EXCERPTED TEXT =
****************************************
U.S.-Mexico border newsCenter for Latin American and Border Studies NewMexico State University
Las Cruces, New Mexico
A few lyrics from an old Bob Marley song went like this:
War in the east
War in the west
War up north
War down south
Although Marley’s tune spoke about a different place and different circumstances, it captured the situation in Mexico during the last days of September and the first days of October. Across the country, more bodies piled up, more grenades were tossed and more psychological warfare banners were displayed in a murky battle for public opinion.
The worst carnage was centered in Tijuana where drug cartels are battling for control of the local market bordering the United States. Anywhere from 53 to 61 people were found gruesomely murdered in a period of nine days, according to various press reports. In one case, two victims were hanged from a public overpass, and in another instance a dozen bodies were dumped in front of an elementary school.
Like a similar massacre in the state of Mexico last month, reports tied some killings to botched or planned efforts to build tunnels for moving contraband underneath the US-Mexico border.
Several of the Tijuana murders were accompanied by messages directed against “El Ingeniero,” an individual identified as Fernando Sanchez Arellano, who allegedly is the current head of Arellano Felix family that’s long dominated the Tijuana drug trade.
According to media accounts, a new set of challengers consisting of dissident Arellano Felix members supported by Chapo Guzman’s Sinaloa Cartel is attempting to wrest control of the Tijuana “plaza” from the old organization, which in turn is supported by an alliance of the Juarez
Cartel, the Beltran-Leyva organization and the Zetas.
Four months ago, Jose Luis Santiago Vasconcelos, a high official with Mexico’s Office of the Federal Attorney General (PGR), declared that the federal government had paralyzed Chapo Guzman’s operations.
****************************************
DATA LINES =
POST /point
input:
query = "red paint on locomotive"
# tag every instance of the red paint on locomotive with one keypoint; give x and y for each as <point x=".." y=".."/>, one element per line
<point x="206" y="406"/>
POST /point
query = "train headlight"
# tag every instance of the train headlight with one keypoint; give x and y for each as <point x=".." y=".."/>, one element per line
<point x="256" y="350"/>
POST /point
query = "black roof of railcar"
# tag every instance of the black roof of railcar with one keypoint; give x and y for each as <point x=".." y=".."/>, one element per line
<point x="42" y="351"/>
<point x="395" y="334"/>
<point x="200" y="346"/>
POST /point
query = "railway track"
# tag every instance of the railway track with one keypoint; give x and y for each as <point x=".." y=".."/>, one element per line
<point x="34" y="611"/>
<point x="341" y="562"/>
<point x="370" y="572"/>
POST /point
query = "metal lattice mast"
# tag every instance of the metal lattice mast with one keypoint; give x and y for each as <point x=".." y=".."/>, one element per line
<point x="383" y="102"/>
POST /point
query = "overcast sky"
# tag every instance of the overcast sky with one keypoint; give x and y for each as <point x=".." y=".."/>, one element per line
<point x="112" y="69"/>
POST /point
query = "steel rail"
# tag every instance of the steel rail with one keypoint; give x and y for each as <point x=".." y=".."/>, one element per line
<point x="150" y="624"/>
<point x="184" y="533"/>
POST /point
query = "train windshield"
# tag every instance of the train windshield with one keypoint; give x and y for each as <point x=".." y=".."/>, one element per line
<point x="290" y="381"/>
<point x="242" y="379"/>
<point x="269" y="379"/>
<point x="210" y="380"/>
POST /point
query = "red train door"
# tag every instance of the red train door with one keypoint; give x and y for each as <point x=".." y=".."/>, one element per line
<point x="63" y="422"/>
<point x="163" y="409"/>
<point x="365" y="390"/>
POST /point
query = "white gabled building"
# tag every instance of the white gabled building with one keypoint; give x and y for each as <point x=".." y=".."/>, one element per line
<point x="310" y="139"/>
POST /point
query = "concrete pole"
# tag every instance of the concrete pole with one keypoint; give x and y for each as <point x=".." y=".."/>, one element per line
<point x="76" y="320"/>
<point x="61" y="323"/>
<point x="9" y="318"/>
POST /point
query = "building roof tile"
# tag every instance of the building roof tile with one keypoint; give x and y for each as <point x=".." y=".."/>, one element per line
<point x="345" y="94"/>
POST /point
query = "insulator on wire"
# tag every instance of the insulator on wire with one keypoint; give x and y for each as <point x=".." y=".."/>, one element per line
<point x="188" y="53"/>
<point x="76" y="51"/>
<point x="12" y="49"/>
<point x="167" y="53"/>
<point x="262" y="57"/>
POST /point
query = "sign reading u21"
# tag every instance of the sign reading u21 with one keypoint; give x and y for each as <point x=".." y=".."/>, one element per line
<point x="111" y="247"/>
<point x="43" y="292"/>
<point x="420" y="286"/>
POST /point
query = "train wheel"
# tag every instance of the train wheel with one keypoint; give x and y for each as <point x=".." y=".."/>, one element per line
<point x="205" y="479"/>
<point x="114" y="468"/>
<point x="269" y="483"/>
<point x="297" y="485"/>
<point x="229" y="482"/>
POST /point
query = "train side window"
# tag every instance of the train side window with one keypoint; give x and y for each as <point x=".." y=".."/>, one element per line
****************************************
TASK INSTRUCTIONS =
1 > Translate this sentence from the excerpt on the Tijuana cartel violence into Spanish: "The worst carnage was centered in Tijuana where drug cartels are battling for control of the local market bordering the United States."
2 > Identify each line of the records that contains the string "white" and copy it in full. Case counts.

SOLUTIONS =
1 > La peor masacre se concentró en Tijuana, donde los cárteles de la droga luchan por el control del mercado local que colinda con Estados Unidos.

2 >
query = "white gabled building"
# tag every instance of the white gabled building with one keypoint; give x and y for each as <point x=".." y=".."/>, one element per line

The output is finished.